- [Text excerpt]
BEGIN

Ind-Ra rates Mahindra & Mahindra NCDs 'AAA' with stable outlook

The demand cycles for products of the two divisions are independent of each other.
India Ratings and Research (Ind-Ra) has assigned Mahindra & Mahindra (M&M) non-convertible debentures (NCDs) a final rating of AAA with a stable outlook.

Ind-Ra said M&M has maintained its leadership position in the domestic tractor market with 40 per cent market share in volume terms from FY09 to FY19. The company is also the number one player in the light commercial vehicle (goods carriers) segment with around 42.6 per cent market share in 11M FY20.

M&M has a diversified business profile with presence across farm equipment, auto and automotive components, defence, information technology, hospitality, steel trading, infrastructure and aerospace.

However, farm equipment and auto businesses together are the key revenue and profitability drivers, accounting for over 85 per cent of revenue and reported earnings before interest and taxes of the consolidated entity in FY19 (excluding Mahindra & Mahindra Financial Services Ltd).

"A diversified revenue stream shields the company's consolidated credit profile to an extent against demand variations in individual business divisions," said Ind-Ra.

The demand drivers for auto segment (GDP growth rate, disposable income, fuel prices, level of industrial production and interest rates) are different than those for farm equipment (adequacy of rainfall, interest subvention schemes and cost of labour in rural areas).

Within these two divisions, the company has a wide range of product offerings at various price points to cater to different customer segments. The demand cycles for products of the two divisions are independent of each other.

END

- [Data records]

BEGIN

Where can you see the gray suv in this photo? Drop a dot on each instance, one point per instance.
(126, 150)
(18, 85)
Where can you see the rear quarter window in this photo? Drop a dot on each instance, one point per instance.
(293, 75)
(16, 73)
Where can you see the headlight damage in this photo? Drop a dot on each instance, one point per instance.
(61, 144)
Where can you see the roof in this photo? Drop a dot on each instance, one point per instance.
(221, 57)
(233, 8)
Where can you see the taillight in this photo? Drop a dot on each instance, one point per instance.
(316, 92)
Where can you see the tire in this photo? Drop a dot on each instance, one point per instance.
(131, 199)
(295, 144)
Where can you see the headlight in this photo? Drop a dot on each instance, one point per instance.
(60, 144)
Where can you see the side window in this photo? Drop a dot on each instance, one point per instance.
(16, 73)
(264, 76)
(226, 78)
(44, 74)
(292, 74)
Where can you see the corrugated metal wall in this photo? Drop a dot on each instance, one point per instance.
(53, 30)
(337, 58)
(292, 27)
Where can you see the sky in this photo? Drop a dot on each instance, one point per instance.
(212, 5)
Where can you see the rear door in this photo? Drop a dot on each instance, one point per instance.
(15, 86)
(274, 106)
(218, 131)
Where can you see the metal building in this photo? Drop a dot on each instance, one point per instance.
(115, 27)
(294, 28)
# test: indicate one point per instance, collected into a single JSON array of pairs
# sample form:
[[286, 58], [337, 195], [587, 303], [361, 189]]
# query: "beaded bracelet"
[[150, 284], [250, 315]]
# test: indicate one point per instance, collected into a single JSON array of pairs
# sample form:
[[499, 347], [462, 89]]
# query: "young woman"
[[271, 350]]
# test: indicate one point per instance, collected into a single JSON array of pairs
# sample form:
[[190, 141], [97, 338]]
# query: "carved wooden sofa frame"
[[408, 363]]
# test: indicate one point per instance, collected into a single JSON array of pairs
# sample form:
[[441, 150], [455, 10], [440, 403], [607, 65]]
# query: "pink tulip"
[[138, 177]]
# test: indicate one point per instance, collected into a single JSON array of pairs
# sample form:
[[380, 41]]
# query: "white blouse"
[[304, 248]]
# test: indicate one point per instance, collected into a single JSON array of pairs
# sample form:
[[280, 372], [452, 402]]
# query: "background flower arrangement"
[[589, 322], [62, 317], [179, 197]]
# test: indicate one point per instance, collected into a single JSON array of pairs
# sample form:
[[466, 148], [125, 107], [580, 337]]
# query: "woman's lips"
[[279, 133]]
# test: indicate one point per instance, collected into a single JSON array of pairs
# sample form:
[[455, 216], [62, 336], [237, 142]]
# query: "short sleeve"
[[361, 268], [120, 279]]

END

- [Tasks to perform]
1. Answer from the Ind-Ra rating article:
(a) What share of the domestic tractor market did M&M hold in volume terms from FY09 to FY19?
(b) What portion of the consolidated entity's revenue and reported EBIT in FY19 came from the farm equipment and auto businesses together?
(c) Which demand drivers does the article list for farm equipment?
2. Pick up the Ind-Ra rating article after its final sentence and continue it.
The items aren't needed for any of this.

- [Exercise results]
1.
(a) 40 per cent.
(b) Over 85 per cent, excluding Mahindra & Mahindra Financial Services Ltd.
(c) Adequacy of rainfall, interest subvention schemes and cost of labour in rural areas.

2.
This is reflected by 22 per cent decline in M & M's auto sector volumes in FY20 while the volumes in tractors' segment fell only 9 per cent in FY20 due to a high rabi output and the government's renewed focus on the rural sector through higher allocation in the Union Budget.

Overall, the volume decline was 17 per cent year-on-year (auto and tractor sector combined) in FY20. The company's diversified profile helped limit the overall drop in revenue to about 5 per cent year-on-year during 9M FY20.

M & M's consolidated financial profile is characterised by low financial leverage and high coverage ratios. In 9M FY20, gross interest coverage (EBITDA/interest expenses) fell to over 8 times due to the weak performance of its subsidiaries. The net adjusted leverage (adjusted debt net of cash/EBITDAR) improved to 0.6 times in FY19 due to a lower net debt position.

Ind-Ra estimates it to have remained below 1 time in FY20 and to be at a similar level in FY21. M & M's debt stood at Rs 12,040 crore at FYE19 and the agency has factored in the impact of additional NCD issuances in the same.